Task: Extract, word for word, the portion of the survey report on Canadian workers and the lifting of COVID-19 restrictions that lies between "- when there are only" and "(19 per cent).", inclusive.

Document segment:

Many looking for reduced frequency of cases or vaccine: survey
With the COVID-19 pandemic still a serious situation in Canada, workers say they will only be comfortable with the government lifting restrictions to allow them to return to work:
- when there are no new cases for at least two weeks (29 per cent)
- when there are only sporadic cases being discovered and there are no pressures on the health-care system (25 per cent)
- when there is a COVID-19 vaccine (21 per cent)
- when the pressure on health-care system has reduced and it is able to manage a moderate flow of new cases over time (19 per cent).
Six per cent say that the government should lift restrictions now so that elderly or vulnerable people are isolated while the rest of the population gets back to work, found the survey by Leger of 1,508 Canadians from April 9 to April 12.

Data provided:
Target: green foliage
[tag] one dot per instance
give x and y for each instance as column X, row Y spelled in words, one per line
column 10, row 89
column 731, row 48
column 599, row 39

Result of this task:
- when there are only sporadic cases being discovered and there are no pressures on the health-care system (25 per cent)
- when there is a COVID-19 vaccine (21 per cent)
- when the pressure on health-care system has reduced and it is able to manage a moderate flow of new cases over time (19 per cent).